▶ **YOUR INSTRUCTIONS**
Copy the listing below word for word, keeping every line as it appears.

Raw listing:
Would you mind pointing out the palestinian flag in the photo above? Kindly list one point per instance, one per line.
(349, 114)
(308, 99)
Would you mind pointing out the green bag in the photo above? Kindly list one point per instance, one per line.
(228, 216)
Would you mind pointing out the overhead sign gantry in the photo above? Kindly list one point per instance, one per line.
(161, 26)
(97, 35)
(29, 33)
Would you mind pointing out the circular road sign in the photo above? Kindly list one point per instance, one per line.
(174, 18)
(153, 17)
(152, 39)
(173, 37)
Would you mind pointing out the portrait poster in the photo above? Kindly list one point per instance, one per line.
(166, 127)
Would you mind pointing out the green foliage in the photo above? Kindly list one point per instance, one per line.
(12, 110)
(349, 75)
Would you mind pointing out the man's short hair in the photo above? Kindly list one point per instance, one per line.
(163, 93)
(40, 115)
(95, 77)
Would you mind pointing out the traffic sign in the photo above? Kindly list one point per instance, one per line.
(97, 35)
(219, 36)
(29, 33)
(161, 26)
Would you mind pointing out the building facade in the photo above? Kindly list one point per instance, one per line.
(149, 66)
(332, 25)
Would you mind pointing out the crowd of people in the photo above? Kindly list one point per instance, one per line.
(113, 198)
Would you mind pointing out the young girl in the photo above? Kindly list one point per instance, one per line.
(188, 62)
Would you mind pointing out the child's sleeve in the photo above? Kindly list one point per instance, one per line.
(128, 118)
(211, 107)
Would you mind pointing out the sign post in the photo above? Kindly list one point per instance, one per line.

▶ **COMPLETE OUTPUT**
Would you mind pointing out the palestinian flag in the photo above? Kindly list one point per instance, one per line.
(349, 114)
(308, 99)
Would you mind pointing out the green bag in the photo above? Kindly list one point per instance, one per line.
(228, 216)
Would you mind pointing out the overhead sign gantry in the photo above? Kindly list one point per instance, one per line.
(161, 26)
(97, 35)
(29, 33)
Would you mind pointing out the circular road sign in the photo above? Kindly list one point per instance, one per line.
(174, 18)
(153, 17)
(152, 39)
(173, 37)
Would you mind pointing out the portrait poster in the photo above? Kindly list one point per instance, one per line.
(166, 127)
Would you mind pointing out the green foliage in the photo above? Kindly list one point per instance, one per line.
(12, 110)
(349, 75)
Would you mind pointing out the man's short hair in the photo above? Kindly list one point per instance, one per line.
(163, 93)
(40, 115)
(95, 77)
Would you mind pointing out the traffic sign in the photo above? Kindly list one point per instance, one per line.
(97, 35)
(219, 36)
(29, 33)
(161, 26)
Would you mind pointing out the building facade in the photo above? Kindly list one point per instance, one per line.
(149, 66)
(332, 25)
Would you mind pointing out the crowd of people in the photo above? Kindly list one point per instance, one per line.
(113, 198)
Would you mind pointing out the young girl in the photo above? Kindly list one point per instance, one per line.
(188, 62)
Would you mind pointing out the child's sleeve in the photo above? Kindly list one point per instance, one per line.
(128, 118)
(211, 107)
Would you mind pointing out the sign post in the photo above? Kindly list one point per instance, one per line.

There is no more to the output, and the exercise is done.